### [Stated goal]
In the entries below, rewrite everything from the line containing "Q: In the image above, where is the wispy" down to the line containing "0,217,173,370", both ends included, and nothing else. Keep the request line unchanged, but multiply each bounding-box coordinate in the answers by 1.45 and round to whole numbers, with halves rounding up.

··· Available data ···

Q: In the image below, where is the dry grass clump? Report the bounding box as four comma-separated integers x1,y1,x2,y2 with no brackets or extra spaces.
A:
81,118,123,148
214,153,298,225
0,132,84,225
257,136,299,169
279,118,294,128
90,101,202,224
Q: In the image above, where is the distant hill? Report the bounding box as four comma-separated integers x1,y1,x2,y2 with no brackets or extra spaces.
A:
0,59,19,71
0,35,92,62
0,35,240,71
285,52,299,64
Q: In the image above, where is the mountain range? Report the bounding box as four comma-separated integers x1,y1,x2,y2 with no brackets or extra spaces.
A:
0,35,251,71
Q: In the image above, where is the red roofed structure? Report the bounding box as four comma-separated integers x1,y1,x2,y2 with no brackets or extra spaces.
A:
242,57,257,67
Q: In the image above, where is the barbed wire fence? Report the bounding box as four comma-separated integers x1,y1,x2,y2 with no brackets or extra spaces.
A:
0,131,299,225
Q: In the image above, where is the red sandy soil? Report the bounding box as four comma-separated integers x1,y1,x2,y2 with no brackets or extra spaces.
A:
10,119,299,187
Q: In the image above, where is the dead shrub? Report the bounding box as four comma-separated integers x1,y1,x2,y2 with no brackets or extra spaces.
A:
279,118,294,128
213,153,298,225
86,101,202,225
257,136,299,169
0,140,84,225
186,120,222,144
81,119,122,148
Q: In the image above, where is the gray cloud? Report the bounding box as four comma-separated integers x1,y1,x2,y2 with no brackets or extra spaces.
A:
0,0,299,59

···
··· Available data ···

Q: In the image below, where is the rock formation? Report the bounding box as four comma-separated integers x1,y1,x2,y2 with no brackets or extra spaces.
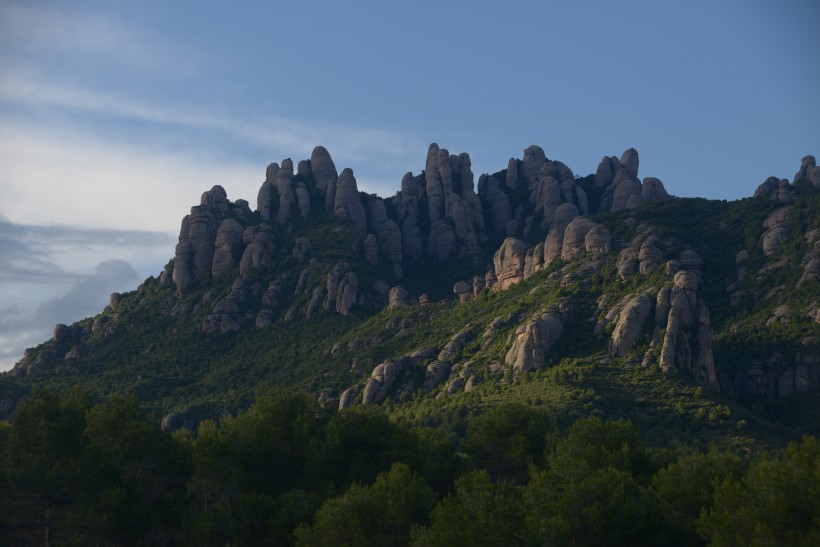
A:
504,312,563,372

···
··· Available data ···

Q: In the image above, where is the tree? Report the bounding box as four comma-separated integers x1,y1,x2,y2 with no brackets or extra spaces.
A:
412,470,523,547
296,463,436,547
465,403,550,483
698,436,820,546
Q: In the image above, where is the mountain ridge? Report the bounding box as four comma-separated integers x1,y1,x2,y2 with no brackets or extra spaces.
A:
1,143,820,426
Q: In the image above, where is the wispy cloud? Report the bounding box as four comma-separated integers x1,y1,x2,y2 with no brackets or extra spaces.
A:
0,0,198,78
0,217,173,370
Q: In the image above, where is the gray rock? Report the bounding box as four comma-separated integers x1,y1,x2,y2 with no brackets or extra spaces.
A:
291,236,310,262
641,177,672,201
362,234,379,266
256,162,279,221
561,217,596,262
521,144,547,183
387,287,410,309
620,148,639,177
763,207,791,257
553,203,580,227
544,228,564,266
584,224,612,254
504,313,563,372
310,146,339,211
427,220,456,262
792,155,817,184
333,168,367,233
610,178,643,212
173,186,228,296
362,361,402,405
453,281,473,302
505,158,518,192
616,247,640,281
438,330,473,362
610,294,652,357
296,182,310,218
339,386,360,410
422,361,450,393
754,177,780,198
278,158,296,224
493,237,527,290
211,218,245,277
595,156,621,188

···

### [The answer]
Q: In the image above, where is the wispy cloud? Report the bounding box as four comma-separated integers x1,y1,x2,y2 with no brackets or extra spaces.
A:
0,0,287,113
0,315,251,537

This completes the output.